SHORT TASK
Identify every line in the entries below that contains the string "trees", and copy each such line in full. Letter case counts.

begin DATASET EXCERPTS

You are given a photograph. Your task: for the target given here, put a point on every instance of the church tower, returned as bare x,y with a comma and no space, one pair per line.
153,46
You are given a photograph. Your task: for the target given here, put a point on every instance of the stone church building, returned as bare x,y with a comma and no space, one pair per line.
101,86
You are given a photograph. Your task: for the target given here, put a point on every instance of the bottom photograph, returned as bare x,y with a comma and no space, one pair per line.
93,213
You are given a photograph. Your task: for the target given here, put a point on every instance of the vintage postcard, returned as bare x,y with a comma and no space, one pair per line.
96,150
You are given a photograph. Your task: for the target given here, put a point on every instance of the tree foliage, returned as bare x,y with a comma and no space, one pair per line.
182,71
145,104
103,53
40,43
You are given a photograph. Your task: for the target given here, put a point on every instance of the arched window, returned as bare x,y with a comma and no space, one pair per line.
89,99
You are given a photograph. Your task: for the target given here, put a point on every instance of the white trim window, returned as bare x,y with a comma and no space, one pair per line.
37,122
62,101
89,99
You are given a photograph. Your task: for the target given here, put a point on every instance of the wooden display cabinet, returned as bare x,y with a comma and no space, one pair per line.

end DATASET EXCERPTS
begin DATASET EXCERPTS

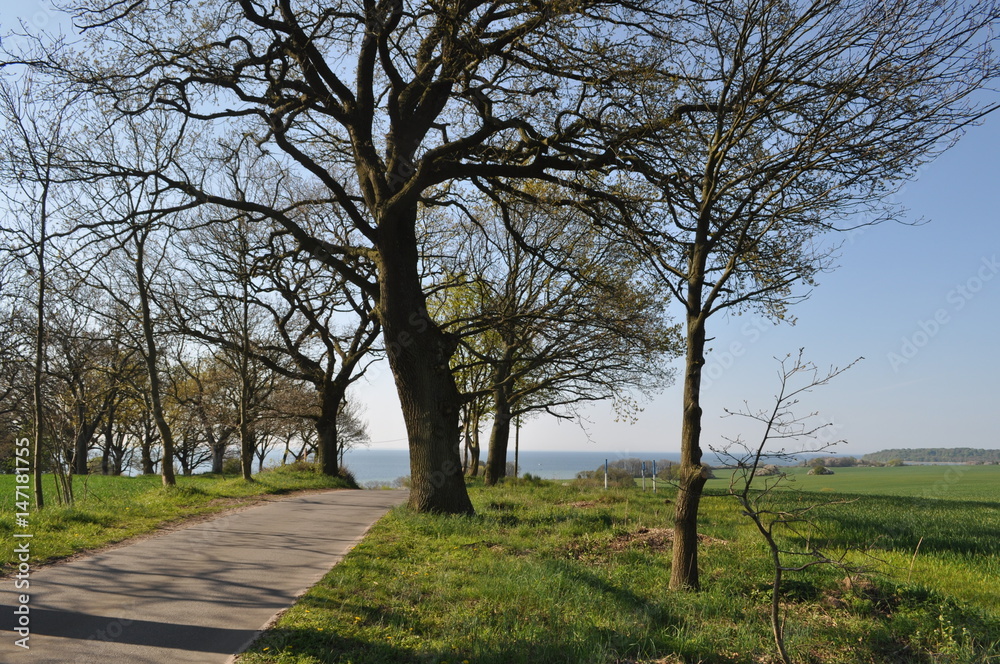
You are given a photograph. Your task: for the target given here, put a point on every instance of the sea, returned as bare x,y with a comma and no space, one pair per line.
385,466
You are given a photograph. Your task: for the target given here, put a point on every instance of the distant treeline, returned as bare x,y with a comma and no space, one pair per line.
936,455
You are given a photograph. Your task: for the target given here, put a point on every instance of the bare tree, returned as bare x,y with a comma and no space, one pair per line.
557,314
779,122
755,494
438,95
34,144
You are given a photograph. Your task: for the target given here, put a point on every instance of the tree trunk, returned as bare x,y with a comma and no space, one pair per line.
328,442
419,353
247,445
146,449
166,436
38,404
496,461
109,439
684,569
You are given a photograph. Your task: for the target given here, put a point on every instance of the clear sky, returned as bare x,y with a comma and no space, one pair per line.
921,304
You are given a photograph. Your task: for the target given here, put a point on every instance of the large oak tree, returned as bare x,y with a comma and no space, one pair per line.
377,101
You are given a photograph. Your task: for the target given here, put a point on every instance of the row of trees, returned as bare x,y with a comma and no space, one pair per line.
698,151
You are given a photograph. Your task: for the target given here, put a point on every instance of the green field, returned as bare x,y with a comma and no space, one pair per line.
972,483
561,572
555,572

end DATASET EXCERPTS

WRITTEN SOLUTION
You are given a photograph. Your task: for the target given here, put a point on every instance of the row of trees, returned as bare x,y with a comma and no space, one pair per line.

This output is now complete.